WRITTEN INSTRUCTION: Set down the material once more, exactly as it appears.

INPUT DATA:

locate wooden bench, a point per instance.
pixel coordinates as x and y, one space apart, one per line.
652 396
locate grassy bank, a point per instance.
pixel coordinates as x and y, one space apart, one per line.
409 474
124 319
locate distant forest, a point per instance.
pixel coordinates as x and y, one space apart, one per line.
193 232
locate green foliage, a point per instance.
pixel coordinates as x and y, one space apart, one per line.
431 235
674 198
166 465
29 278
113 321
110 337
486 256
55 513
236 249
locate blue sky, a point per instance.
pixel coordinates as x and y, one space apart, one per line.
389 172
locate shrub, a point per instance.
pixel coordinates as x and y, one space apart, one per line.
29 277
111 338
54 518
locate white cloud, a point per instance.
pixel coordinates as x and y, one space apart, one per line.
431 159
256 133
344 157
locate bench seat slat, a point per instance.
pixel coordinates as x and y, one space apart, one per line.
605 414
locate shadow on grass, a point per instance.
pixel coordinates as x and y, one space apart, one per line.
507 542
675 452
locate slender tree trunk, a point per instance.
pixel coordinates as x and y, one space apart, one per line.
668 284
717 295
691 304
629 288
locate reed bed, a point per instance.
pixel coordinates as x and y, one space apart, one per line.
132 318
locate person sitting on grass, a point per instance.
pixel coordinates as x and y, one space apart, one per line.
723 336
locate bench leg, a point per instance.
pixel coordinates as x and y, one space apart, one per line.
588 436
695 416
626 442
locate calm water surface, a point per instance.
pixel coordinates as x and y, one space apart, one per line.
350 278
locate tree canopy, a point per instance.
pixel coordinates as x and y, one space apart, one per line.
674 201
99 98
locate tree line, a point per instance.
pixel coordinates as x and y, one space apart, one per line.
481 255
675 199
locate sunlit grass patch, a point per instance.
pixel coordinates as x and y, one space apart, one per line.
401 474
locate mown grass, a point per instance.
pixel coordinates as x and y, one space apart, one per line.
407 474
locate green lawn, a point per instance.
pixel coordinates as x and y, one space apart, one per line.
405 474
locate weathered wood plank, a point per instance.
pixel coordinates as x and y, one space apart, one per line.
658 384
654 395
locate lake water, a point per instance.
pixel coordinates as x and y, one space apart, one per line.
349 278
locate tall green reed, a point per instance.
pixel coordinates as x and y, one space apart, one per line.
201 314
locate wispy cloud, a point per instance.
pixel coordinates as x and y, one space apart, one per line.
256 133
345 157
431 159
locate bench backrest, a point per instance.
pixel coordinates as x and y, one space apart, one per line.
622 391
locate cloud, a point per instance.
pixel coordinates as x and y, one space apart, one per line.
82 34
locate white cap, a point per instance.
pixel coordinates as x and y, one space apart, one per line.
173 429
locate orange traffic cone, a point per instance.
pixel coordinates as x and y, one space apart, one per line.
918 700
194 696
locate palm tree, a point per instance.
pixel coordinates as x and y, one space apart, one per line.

FINAL RESULT:
locate wooden bench, a point per instance.
pixel coordinates as x and y, one space apart, one per line.
652 396
locate grassy bank, a point per instance.
pixel coordinates as x and y, one space apart, one per line.
409 474
124 319
locate distant forest, a point per instance.
pixel coordinates as x and y, one space apart, one per line.
193 232
locate green foliage, a point per instance.
pixel coordinates as x and y, one space apart, one per line.
431 235
674 198
166 465
29 278
113 321
110 337
486 256
55 513
236 249
locate blue sky, a point per instance.
pixel coordinates as x and y, one space apart, one per line.
389 172
locate shrub, a point per instance.
pixel coordinates as x and y, one space apart, one per line.
29 277
111 338
54 518
locate white cloud, a point per instance.
pixel coordinates as x and y, one space apart, one per line.
431 159
256 133
344 157
locate bench seat slat, a point per instance.
pixel coordinates as x and y, one space apart, one per line.
605 414
locate shadow on grass, a point per instance.
pixel coordinates as x and y, one space apart, one per line.
507 542
675 452
locate slender tree trunk, a point per instance.
pixel coordinates as x and y, one space apart, one per line.
668 284
717 295
691 304
629 288
locate reed bed, a point per instance.
pixel coordinates as x and y, one space apart, one per line.
132 318
locate person sitting on grass, a point per instance.
pixel coordinates as x and y, one space apart, one per line.
723 336
locate bench leg, a point per instance.
pixel coordinates as x and y, one space apart, one per line.
588 436
695 416
626 442
locate calm water surface, a point per instance.
pixel coordinates as x and y, one space apart, one per line.
350 278
locate tree canopy, a point per instance.
pixel coordinates as x and y, one space apart, one per line.
674 201
99 98
locate tree line, a point per instance.
pixel coordinates as x and y, one space apart, one per line.
481 255
675 199
locate sunlit grass patch, a point per instance.
pixel coordinates as x and y, one space apart, one per line.
401 474
locate mown grass, a point per instance.
pixel coordinates as x and y, one space apart, one per line.
407 474
locate green lawn, a point per instance.
pixel coordinates as x and y, one space apart, one per line.
405 474
locate weathered wood plank, a point per instance.
pixel coordinates as x and y, one space apart, one per line.
658 384
654 395
locate lake water, a point per instance.
pixel coordinates as x and y, one space apart, one per line.
349 278
locate tall green reed, a point per instance.
pixel coordinates as x and y, one space apart, one per line.
201 314
locate wispy cloud, a point per instance.
pixel coordinates as x and y, one space apart, one per line.
256 133
345 157
431 159
locate bench backrest, a point per instance.
pixel coordinates as x and y, one space apart, one per line.
622 391
locate cloud, a point per instance.
pixel coordinates as x and y, one space apart, one per line.
82 34
locate white cap, a point per instance.
pixel coordinates as x and y, one space apart, one per line.
173 429
locate orange traffic cone, a point per instance.
pixel coordinates as x and y, one space apart, one per line.
918 700
194 696
locate palm tree, a point per instance.
pixel coordinates as x and y, one space apart, one per line.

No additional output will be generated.